## TEXT EXCERPT:
* * * * *

BBC is not allowed to show ads in UK. It's likely that the journalist who wrote the article is totally unaware that the page has this kind of spam in other countries. Hilarious though.
It's baffling to me how many major news outlets have willingly compromised their integrity in this way, to the point of permitting Outbrain/Taboola to use look-alike fonts and formatting.
In an era where legitimate reporting gets called "fake news", why make that easier to do?
Because Outbrain and Taboola can easily be 1/10th or more of a legit site's revenue, on the order of millions of dollars. I'm not saying that's a good thing, it's a very difficult argument with the amount of money you could potentially miss out on.
It's not a legitimate site any more once it starts making money that way. You might as well sell cigarettes in a health food store. Outbrain and Taboola are cancer and the world would be better off if their offices were flattened by a meteor impact.
The damage to their reputations may cost substantially more in the long run. Doesn't take many "I clicked a NYT article and it was a scam" experiences to permanently sour someone on the outlet.

* * * * *

## Data for grounding objects from natural language:
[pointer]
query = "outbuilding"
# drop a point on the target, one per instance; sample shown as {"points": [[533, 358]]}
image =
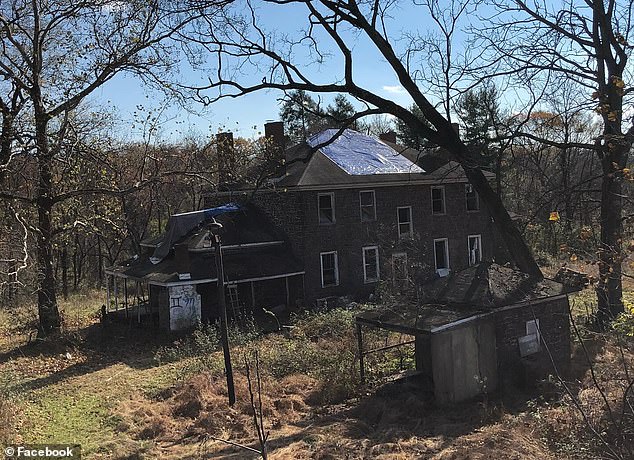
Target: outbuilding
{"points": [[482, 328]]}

* * * * *

## WHAT TO DO:
a) Answer these from the discussion of Outbrain and Taboola ads on news sites:
(i) What is the BBC not allowed to do in the UK?
(ii) What share of a legit site's revenue can Outbrain and Taboola easily be?
(iii) What sale does one commenter compare a site making money that way to?
b) How would you put this sentence from the discussion of Outbrain and Taboola ads into Spanish: "In an era where legitimate reporting gets called "fake news", why make that easier to do?"
c) Extend the discussion of Outbrain and Taboola ads on news sites with one or two more comments, picking up after the last one.
The records have no connection to the text.

## ANSWER LIST:
a)
(i) Show ads.
(ii) 1/10th or more, on the order of millions of dollars.
(iii) Selling cigarettes in a health food store.

b) En una época en la que al periodismo legítimo se le llama "noticias falsas", ¿por qué facilitar eso?

c)
How many people do care about reputation of a news source beyond "it's mainstream" vs. "it's a tabloid" vs. "it's something random I've never seen before"? I think most people these days don't follow news sites, they click through to individual articles from their IMs and social media feeds.
While I agree that standards have fallen at the BBC in recent years, this is not an example of that. BBC sites have shown ads outside the UK for more than ten years on the basis that UK licence fee payers shouldn't have to subsidise their sites for visitors outside the UK. The ad income pays for that. Same with BBC Worldwide, the BBC's commercial arm, that sells BBC content to other broadcasters outside the UK.
The same happens in print media, 'Het Financeele Dagblad', the Dutch analogy to the Financial Times had a whole pile of IBM advertising copy in it that was the spitting image of their editorial content.